→ **ACTIVITY**
Reprint all entries without any alteration.

(Collected data entries)
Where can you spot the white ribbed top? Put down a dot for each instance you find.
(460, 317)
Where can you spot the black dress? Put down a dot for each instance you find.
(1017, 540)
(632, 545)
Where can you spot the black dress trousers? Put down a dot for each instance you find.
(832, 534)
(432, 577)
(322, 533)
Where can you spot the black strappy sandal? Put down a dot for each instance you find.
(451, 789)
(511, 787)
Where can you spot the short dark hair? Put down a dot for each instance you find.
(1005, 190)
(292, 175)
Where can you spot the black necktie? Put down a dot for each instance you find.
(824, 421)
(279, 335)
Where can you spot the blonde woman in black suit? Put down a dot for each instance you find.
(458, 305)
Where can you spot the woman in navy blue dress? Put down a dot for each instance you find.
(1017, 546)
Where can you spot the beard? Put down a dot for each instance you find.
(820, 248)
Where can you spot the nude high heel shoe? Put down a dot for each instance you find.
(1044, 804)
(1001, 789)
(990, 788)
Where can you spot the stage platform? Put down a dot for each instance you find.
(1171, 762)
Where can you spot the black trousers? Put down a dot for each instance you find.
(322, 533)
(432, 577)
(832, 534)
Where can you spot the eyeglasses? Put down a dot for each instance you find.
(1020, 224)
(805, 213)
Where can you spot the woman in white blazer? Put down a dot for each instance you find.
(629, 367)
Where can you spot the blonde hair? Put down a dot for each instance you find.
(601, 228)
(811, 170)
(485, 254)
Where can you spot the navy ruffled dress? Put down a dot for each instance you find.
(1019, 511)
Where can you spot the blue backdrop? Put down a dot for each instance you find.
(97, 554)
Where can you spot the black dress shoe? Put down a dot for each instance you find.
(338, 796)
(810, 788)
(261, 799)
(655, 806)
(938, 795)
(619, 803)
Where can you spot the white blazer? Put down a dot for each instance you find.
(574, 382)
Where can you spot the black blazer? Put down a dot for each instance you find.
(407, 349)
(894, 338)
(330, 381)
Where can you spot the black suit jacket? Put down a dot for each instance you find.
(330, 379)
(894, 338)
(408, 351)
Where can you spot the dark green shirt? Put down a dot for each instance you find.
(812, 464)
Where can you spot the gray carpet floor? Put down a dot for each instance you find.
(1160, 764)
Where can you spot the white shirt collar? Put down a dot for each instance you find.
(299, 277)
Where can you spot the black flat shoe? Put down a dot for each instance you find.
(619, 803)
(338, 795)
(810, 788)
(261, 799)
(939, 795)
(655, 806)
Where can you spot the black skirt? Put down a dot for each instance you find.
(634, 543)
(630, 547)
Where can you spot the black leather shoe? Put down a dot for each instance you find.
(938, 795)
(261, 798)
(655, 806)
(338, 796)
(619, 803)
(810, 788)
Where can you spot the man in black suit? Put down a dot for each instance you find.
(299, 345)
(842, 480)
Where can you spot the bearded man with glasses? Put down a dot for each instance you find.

→ **RESULT FOR THIS TASK**
Where can you spot the white ribbed top? Put down a dot for each instance you find.
(460, 317)
Where can you spot the black dress? Put down a dot for each instance you find.
(1017, 540)
(632, 545)
Where can you spot the black dress trousers? Put down a dot for each instance you find.
(832, 534)
(432, 577)
(322, 533)
Where can you spot the black strappy sandal? Put down a dot for each instance you find.
(451, 789)
(511, 787)
Where can you spot the short dark hair? Put down a dot for each instance you find.
(1005, 190)
(292, 175)
Where can you spot the black necktie? Put down a dot for each instance you find.
(824, 421)
(279, 335)
Where can you spot the blonde woman in black suit? Put down a dot for each instance you find.
(458, 305)
Where can you spot the woman in navy blue dress? Put down a dot for each instance you find.
(1017, 546)
Where can you spot the beard? Put down a dot for each instance you find.
(820, 248)
Where can you spot the nude high heel shoe? Put down a dot for each instance you find.
(1044, 804)
(1001, 789)
(990, 788)
Where can you spot the stage platform? Put down a dot for each instance you find.
(1171, 762)
Where can you spot the black trousers? Put down a dot for each instance you find.
(322, 533)
(432, 577)
(832, 534)
Where can you spot the eyeglasses? Put down a dot for each instance you find.
(1020, 224)
(805, 213)
Where can you spot the woman in white blazer? Put down a dot for each instance you find.
(629, 367)
Where can you spot the blonde hair? Put down a dot for each instance you find.
(601, 228)
(811, 170)
(485, 254)
Where can you spot the navy ruffled dress? Put down a dot for each instance you find.
(1019, 511)
Where can you spot the blue backdrop? Put down a dot for each instance you find.
(97, 554)
Where can you spot the black dress shoe? Put down a dot for each instance you find.
(338, 796)
(810, 788)
(261, 799)
(655, 806)
(938, 795)
(619, 803)
Where can you spot the white blazer? Put down a dot for each instance you find.
(574, 382)
Where can you spot the black blazer? Put down a dot for each instance you find.
(407, 349)
(894, 338)
(330, 381)
Where can you spot the black suit jacket? Put down a dot for each instance you find.
(330, 379)
(894, 338)
(408, 351)
Where can you spot the dark green shirt? Put down a dot for each instance you find.
(812, 464)
Where can you spot the gray carpet floor? Put down a dot for each instance you find.
(1160, 764)
Where can you spot the white shirt collar? Put down a dot for each instance you find.
(299, 277)
Where can you spot the black flat shoe? Put down a dot for each instance you find.
(619, 803)
(338, 795)
(810, 788)
(261, 799)
(939, 795)
(655, 806)
Where can you spot the black skirt? Put down a dot for each instance you find.
(634, 543)
(630, 547)
Where can you spot the black leather shoe? Put down a dot for each instance you find.
(938, 795)
(261, 798)
(655, 806)
(338, 796)
(619, 803)
(810, 788)
Where can you spot the man in black suit? Put down a dot for each instance you find.
(299, 345)
(842, 480)
Where can you spot the bearded man with glasses? Put down a dot for each instance you find.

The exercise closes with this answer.